_SELECTED EXCERPT_:
[PATCH] Revert "drm/amdgpu: init iommu after amdkfd device init"

2024-05-24 Thread Armin Wolf
This reverts commit 56b522f4668167096a50c39446d6263c96219f5f.

A user reported that this commit breaks the integrated gpu of his
notebook, causing a black screen. He was able to bisect the problematic
commit and verified that by reverting it the notebook works again.
He also confirmed that kernel 6.8.1 also works on his device, so the
upstream commit itself seems to be ok.

An amdgpu developer (Alex Deucher) confirmed that this patch should
have never been ported to 5.15 in the first place, so revert this
commit from the 5.15 stable series.

Reported-by: Barry Kauler 
Signed-off-by: Armin Wolf 
---
 drivers/gpu/drm/amd/amdgpu/amdgpu_device.c | 8 
 1 file changed, 4 insertions(+), 4 deletions(-)

diff --git a/drivers/gpu/drm/amd/amdgpu/amdgpu_device.c 
b/drivers/gpu/drm/amd/amdgpu/amdgpu_device.c
index 222a1d9ecf16..5f6c32ec674d 100644
--- a/drivers/gpu/drm/amd/amdgpu/amdgpu_device.c
+++ b/drivers/gpu/drm/amd/amdgpu/amdgpu_device.c
@@ -2487,6 +2487,10 @@ static int amdgpu_device_ip_init(struct amdgpu_device 
*adev)
if (r)
goto init_failed;

+   r = amdgpu_amdkfd_resume_iommu(adev);
+   if (r)
+   goto init_failed;
+
r = amdgpu_device_ip_hw_init_phase1(adev);
if (r)

_YOUR OBJECTIVE_:
In the amdgpu revert patch, which kernel stable series is the commit being reverted from? The listing that comes next has no connection to the patch above.

_MATERIAL PROVIDED_:
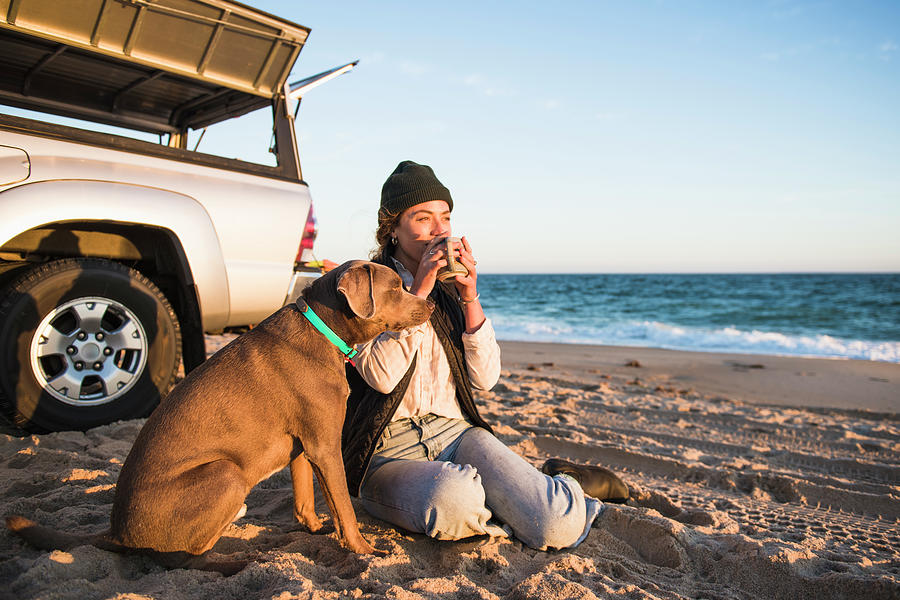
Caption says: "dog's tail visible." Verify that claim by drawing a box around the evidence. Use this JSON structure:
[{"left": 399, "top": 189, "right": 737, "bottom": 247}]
[{"left": 6, "top": 515, "right": 111, "bottom": 551}]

_RESULT OF THE TASK_:
The 5.15 stable series.